» PETIKAN TULISAN
********************
Rabu, 19 Februari 2014

Sampah, Abu Erupsi, dan Entrepreneurial

Sampah, Abu Erupsi, dan Entrepreneurial

Rhenald Kasali  ;   Pendiri Rumah Perubahan @Rhenald_Kasali
KORAN SINDO,  20 Februari 2014
                                                                                                                       
                                                                                         
                                                                                                                       
Ditemani secangkir kopi yang mengepul, saya membuka Twitter. Seorang teman mem-posting pesan ini, ”Jalan Cililitan ke arah Cawang macet. Ada truk sampah mogok. ” Aha, lagi-lagi sampah jadi masalah. Kali ini bukan sampahnya, tetapi truknya, sama seperti Bus Transjakarta yang semakin sering mogok belakangan ini. 

Soal truk mogok tadi tentu menambah daftar masalah yang membuat pening: mau dibuang ke mana 6.500 ton sampah yang setiap hari dihasilkan warga DKI? Kepada saya, Ahok pernah mengungkapkan kekesalannya, “TPA di Bekasi itu tanah DKI, tapi setiap kali buang, pemda harus bayar.” Pantaslah Wagub berang, lawannya bukan warga biasa, tetapi mafia yang bertameng warga. Kalau Anda jadi pengembang permukiman, Anda pasti paham, setiap kali mau membangun, selalu saja ada ribuan penghuni baru yang tiba-tiba datang dalam semalam, lengkap dengan pembuat rumah bedengnya. 

Anda barangkali sulit membayangkan berapa banyak 6.500 ton sampah itu. Supaya mudah, bayangkan saja sebuah lapangan sepak bola. Nah, volume sampah di DKI yang tidak dicacah sebelum dikirim ke TPA itu setiap harinya setara dengan empat kali lapangan sepak bola, tingginya sekitar satu meter. Atau kalau Anda pernah ke Candi Borobudur, volume sampah warga DKI per hari adalah setengah dari ukuran candi tersebut. Dalam lima tahun ke depan diperkirakan volumenya akan menjadi 8.000 ton per hari dan semakin hari semakin banyak sampah nonorganiknya.
********************
» ENTRI DATA
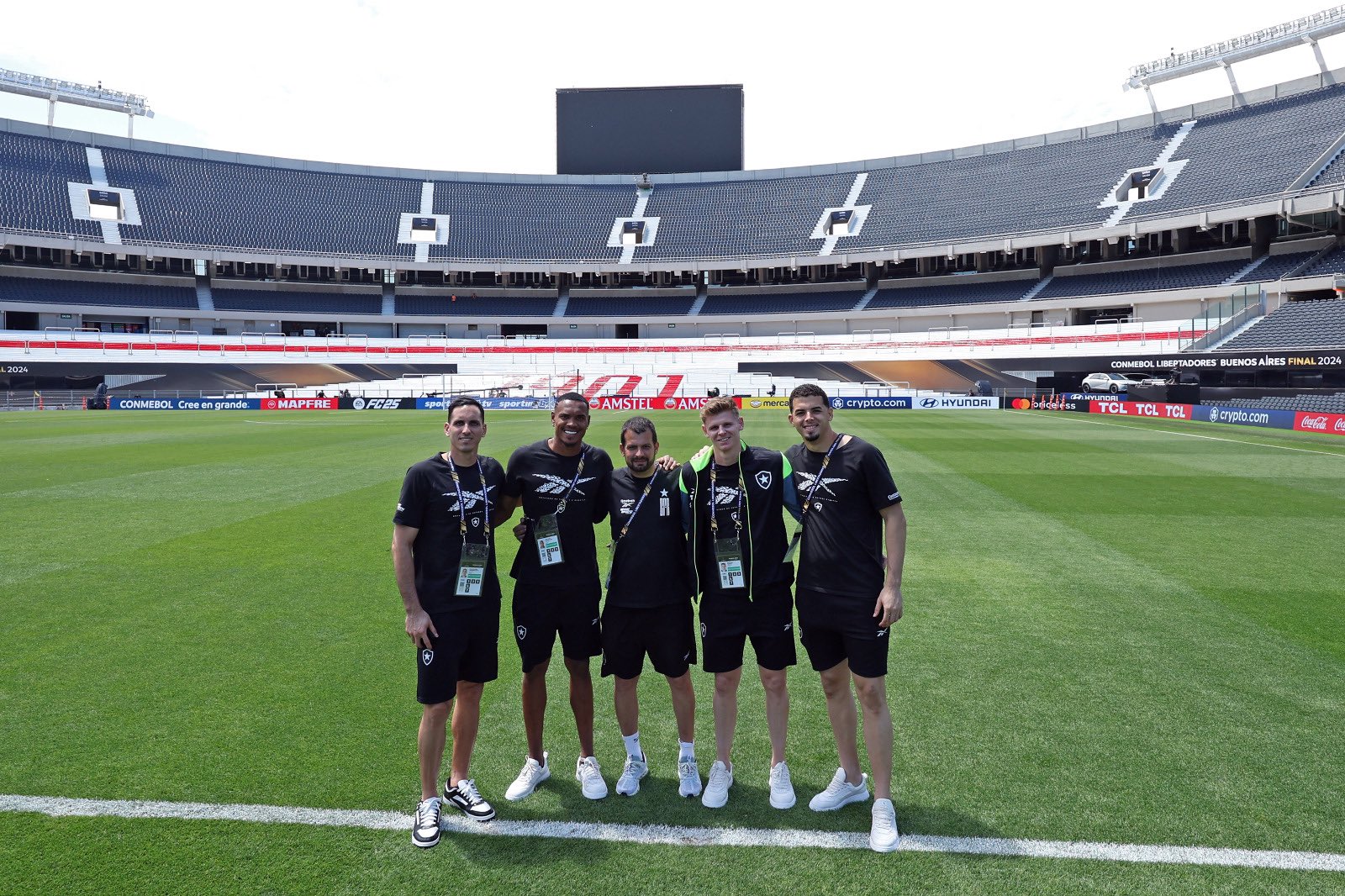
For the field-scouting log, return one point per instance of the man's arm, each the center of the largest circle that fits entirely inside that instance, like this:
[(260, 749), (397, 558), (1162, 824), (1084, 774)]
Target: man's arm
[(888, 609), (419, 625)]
********************
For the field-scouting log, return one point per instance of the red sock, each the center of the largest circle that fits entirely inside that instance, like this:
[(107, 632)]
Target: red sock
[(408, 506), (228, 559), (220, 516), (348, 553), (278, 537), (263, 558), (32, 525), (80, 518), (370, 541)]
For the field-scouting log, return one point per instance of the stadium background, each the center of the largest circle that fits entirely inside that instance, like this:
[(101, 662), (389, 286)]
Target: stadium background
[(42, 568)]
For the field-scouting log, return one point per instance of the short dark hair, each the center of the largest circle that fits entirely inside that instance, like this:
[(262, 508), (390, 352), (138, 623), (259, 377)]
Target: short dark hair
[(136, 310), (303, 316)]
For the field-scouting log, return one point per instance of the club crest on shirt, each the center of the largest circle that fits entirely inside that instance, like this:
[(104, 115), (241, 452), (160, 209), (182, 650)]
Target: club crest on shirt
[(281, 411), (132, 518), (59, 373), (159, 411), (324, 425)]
********************
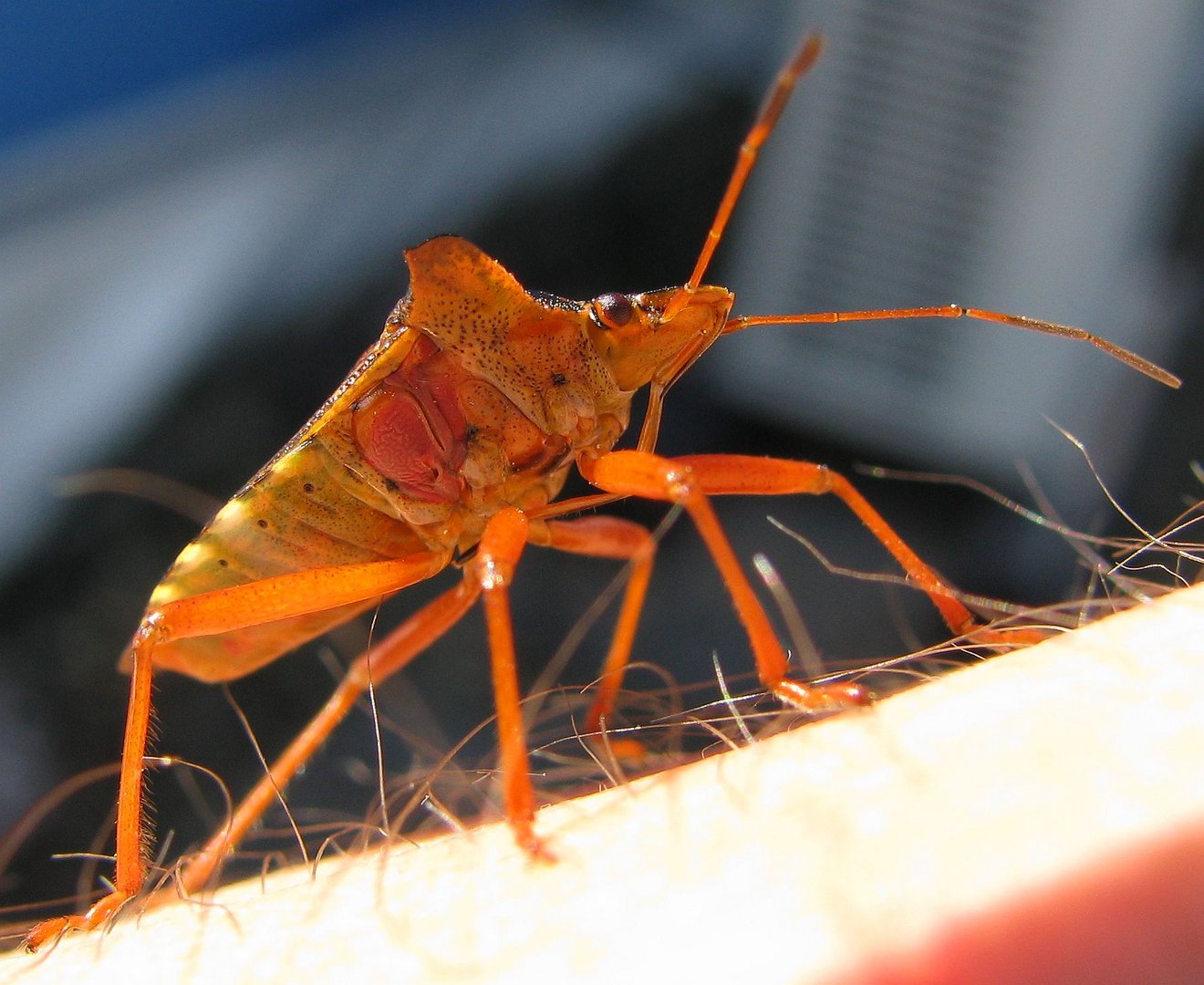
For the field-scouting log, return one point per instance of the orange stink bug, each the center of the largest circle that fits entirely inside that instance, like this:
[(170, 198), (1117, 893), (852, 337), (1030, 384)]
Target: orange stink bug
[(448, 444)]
********************
» DAFTAR TUGAS
[1] Dalam tulisan tentang sampah DKI, berapa volume sampah harian yang diperkirakan dalam lima tahun ke depan?
[2] Teruskan tulisan tentang sampah DKI mulai dari kalimat terakhirnya.
Entri-entri itu adalah bahan tersendiri yang tidak berkaitan dengan tulisan.

» JAWABAN AKHIR
[1] Sekitar 8.000 ton per hari.

[2]
Selama ini Pemprov DKI selalu membuang sampahnya ke tempat pembuangan akhir (TPA) di Bantargebang, Bekasi. Untuk mengangkut, Jakarta membutuhkan sekitar 700 truk. Celakanya, sampai saat ini truk yang layak operasi baru 104 unit. Jadi masih kurang hampir 600 unit. Untuk mengatasinya, Pemprov DKI mau membeli truk-truk, tapi konon anggarannya dianulir aparat sendiri. Untung ada swasta yang peduli, DKI dihibahi dana CSR buat beli truk. Tapi, itu belum menyelesaikan masalah. 

Masih kurang. Selain sering mogok, kemacetan gila membuat truk tidak bisa beroperasi bolak-balik seperti dulu. Akibatnya sampah busuk menumpuk. Saya hitung, dengan cara seperti ini, kalau warga maunya sampah diangkut dari rumah masing-masing, bukan buang didumpsterseperti di luar negeri, paling hanya satu RT yang bisa diangkut dalam sehari. Apa yang mesti dilakukan para gubernur atau wali kota? 

Entrepreneurial Government 

Seingat saya, negeri ini sudah punya Peraturan Pemerintah Nomor 81 Tahun 2012 tentang Pengelolaan Sampah Rumah Tangga dan Sampah Sejenis Sampah Rumah Tangga. PP ini adalah peraturan pelaksana UU Nomor 18 Tahun 2008 tentang Pengelolaan Sampah. Intinya sampah harus diolah, tidak boleh lagi dibuang begitu saja. Nahkalau UU dan PP itu mau dijalankan, sebenarnya pemerintah daerah tak perlu bekerja sendiri. Pemkot tinggal pencet tombol kewirausahaan warga yang dibingkai dalam entrepreneurial government.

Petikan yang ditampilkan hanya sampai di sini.